• [TASK DIRECTIONS]:
The data below needs to be returned exactly, line for line.

(Saved entries)
════════════════════
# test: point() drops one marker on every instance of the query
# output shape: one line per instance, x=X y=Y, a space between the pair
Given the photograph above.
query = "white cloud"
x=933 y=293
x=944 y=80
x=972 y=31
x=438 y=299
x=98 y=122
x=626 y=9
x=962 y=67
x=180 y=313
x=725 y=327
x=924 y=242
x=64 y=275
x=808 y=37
════════════════════
• [EXPECTED OUTPUT]:
# test: point() drops one marker on every instance of the query
# output shape: one line per instance, x=X y=Y, a space between the pair
Given the photograph above.
query = "white cloud"
x=933 y=293
x=944 y=80
x=972 y=31
x=438 y=299
x=98 y=122
x=626 y=9
x=962 y=67
x=180 y=313
x=725 y=327
x=924 y=242
x=64 y=275
x=808 y=37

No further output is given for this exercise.